----- SELECTED EXCERPT

Experts say in the battle against the COVID-19 pandemic there are a lot of encouraging signs here in Connecticut and a return to our new normal might not be far off.
The cases, the test positivity rate and hospitalizations are tumbling down.
“Once you reach a certain point where enough people are vaccinated with immunity, have recent infection with immunity, you're able to get some degree of what we call a herd protection, where the spread starts to slow,” said Dr. Howard Forman, a Yale School of Public Health professor.
Hospitalizations soared with the arrival of the omicron variant and hit a peak two weeks ago, according to state Public Health data.
Since then they’ve gone down 30%.
“It had a really tremendous impact on health care over a short period of time. And so I think you know, as we see, hospitalizations decline, you know, that it does, you know, bring some hope, at least you know in the next in the short term,” said Dr. David Banach, a UConn Health hospital epidemiologist.
Dr. Banach expressed cautious optimism moving forward because there are still a lot of unknowns.
Overall trends are heading in the right direction.
Dr. Forman expects case numbers should be fairly low in our state in just a few weeks.
He thinks we’re getting to the point of removing some public health measures, including when it comes to mask rules.
“I know it's hard to believe and I know that it's sort of like Lucy with the football, every time we get close, the football gets pulled away. But I do think we're getting much closer to that,” said Dr. Forman.
As far as the future, it’s not clear how the virus will continue spreading with possible outbreaks at different times of the year or just in the winter.
And as potential new variants appear, the public health commissioner said we’re more prepared, including with better treatments and prevention.
“We are in such a different place than we were two years ago. First of all, we know and have all the tools that we know work to deal with variants, which is, we are masking, we are testing, we are getting people vaccinated and boosted,” said Dr. Manisha Juthani, the state public health commissioner.
Getting boosted seems to be an incredibly important step for the elderly and those with underlying medical conditions.
A growing number of patients in hospitals with COVID are vaccinated – nearly half - and doctors say they have been seeing more breakthrough cases with people overdue for a booster shot.

----------

* **EXERCISE REQUIREMENTS**:
Duplicate the passage of the Connecticut COVID-19 report from "Dr. Banach expressed" up to and including "treatments and prevention.".

----- SOURCE INFORMATION

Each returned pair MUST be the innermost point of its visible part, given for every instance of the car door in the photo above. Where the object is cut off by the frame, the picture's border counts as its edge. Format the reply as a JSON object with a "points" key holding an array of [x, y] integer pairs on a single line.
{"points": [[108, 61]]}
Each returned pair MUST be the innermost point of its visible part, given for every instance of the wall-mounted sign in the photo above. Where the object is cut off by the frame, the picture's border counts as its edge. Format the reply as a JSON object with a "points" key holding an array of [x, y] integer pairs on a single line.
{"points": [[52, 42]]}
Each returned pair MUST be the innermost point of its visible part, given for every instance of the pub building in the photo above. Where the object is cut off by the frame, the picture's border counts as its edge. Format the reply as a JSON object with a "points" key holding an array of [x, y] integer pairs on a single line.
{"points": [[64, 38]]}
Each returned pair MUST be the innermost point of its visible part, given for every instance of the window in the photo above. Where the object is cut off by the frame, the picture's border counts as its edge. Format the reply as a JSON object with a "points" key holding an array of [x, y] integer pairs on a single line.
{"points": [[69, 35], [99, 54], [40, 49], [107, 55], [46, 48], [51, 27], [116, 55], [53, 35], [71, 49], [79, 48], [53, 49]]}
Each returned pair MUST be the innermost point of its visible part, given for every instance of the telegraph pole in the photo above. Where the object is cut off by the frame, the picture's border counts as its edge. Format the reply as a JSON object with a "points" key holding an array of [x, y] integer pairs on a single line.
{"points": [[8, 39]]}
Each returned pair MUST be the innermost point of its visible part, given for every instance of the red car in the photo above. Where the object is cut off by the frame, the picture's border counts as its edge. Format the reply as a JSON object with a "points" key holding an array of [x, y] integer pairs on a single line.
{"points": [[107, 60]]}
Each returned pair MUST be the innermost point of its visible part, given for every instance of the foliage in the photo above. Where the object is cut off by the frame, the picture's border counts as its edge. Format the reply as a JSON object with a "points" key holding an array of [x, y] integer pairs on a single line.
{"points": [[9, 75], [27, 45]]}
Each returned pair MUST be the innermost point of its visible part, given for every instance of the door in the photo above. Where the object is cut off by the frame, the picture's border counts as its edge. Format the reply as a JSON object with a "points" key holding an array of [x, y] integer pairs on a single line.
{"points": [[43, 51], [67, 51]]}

----------

* **SOLUTION TO THIS TASK**:
Dr. Banach expressed cautious optimism moving forward because there are still a lot of unknowns.
Overall trends are heading in the right direction.
Dr. Forman expects case numbers should be fairly low in our state in just a few weeks.
He thinks we’re getting to the point of removing some public health measures, including when it comes to mask rules.
“I know it's hard to believe and I know that it's sort of like Lucy with the football, every time we get close, the football gets pulled away. But I do think we're getting much closer to that,” said Dr. Forman.
As far as the future, it’s not clear how the virus will continue spreading with possible outbreaks at different times of the year or just in the winter.
And as potential new variants appear, the public health commissioner said we’re more prepared, including with better treatments and prevention.